§ TASK DESCRIPTION
Copy the listing from its start through the line containing "point(604, 81)", requests included and left unchanged along with their sample points, but raise every coordinate in the answer points by 101.

§ AVAILABLE DATA
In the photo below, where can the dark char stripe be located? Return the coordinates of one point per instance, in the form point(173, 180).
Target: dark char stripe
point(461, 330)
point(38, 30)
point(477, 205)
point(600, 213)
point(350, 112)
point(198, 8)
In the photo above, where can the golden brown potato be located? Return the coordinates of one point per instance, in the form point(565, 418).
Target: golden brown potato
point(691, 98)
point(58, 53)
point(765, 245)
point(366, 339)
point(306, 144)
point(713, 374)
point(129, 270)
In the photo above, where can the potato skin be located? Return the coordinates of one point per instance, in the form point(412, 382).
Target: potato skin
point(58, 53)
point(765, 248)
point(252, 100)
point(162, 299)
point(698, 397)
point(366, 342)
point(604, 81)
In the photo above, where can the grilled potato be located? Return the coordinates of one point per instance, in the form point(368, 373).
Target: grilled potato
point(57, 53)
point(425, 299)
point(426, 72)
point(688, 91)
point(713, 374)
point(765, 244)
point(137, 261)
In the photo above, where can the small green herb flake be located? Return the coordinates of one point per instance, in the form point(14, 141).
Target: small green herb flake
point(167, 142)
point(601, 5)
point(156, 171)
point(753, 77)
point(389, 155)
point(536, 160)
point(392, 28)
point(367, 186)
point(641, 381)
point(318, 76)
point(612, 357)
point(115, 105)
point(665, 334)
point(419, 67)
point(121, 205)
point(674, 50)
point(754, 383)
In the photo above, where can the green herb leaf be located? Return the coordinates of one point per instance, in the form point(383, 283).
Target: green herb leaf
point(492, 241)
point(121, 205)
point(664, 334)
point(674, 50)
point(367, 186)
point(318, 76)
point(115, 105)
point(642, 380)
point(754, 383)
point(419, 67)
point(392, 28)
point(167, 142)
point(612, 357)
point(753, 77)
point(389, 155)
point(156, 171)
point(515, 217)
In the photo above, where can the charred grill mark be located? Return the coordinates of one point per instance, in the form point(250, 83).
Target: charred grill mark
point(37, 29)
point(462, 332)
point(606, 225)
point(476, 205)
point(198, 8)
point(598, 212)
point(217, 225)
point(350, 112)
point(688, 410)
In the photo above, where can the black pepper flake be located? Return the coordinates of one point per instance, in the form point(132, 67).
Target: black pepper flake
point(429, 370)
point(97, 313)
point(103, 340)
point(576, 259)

§ EXERCISE SOLUTION
In the photo below, where can the dark char stripe be located? Return the coordinates of one point per instance, in the form point(173, 180).
Target: dark char stripe
point(562, 431)
point(139, 131)
point(578, 306)
point(701, 314)
point(451, 213)
point(299, 109)
In the photo above, where can the golden brown potato be located? Return the coordinates of one point per instance, in the form point(565, 418).
Target: golden brown potato
point(792, 199)
point(159, 154)
point(866, 346)
point(467, 440)
point(407, 245)
point(814, 475)
point(230, 371)
In the photo above, where can the potato skin be located? Return the coordinates of one point per instance, in the form point(412, 382).
Target: potato skin
point(159, 154)
point(866, 349)
point(353, 201)
point(263, 400)
point(799, 498)
point(467, 443)
point(705, 182)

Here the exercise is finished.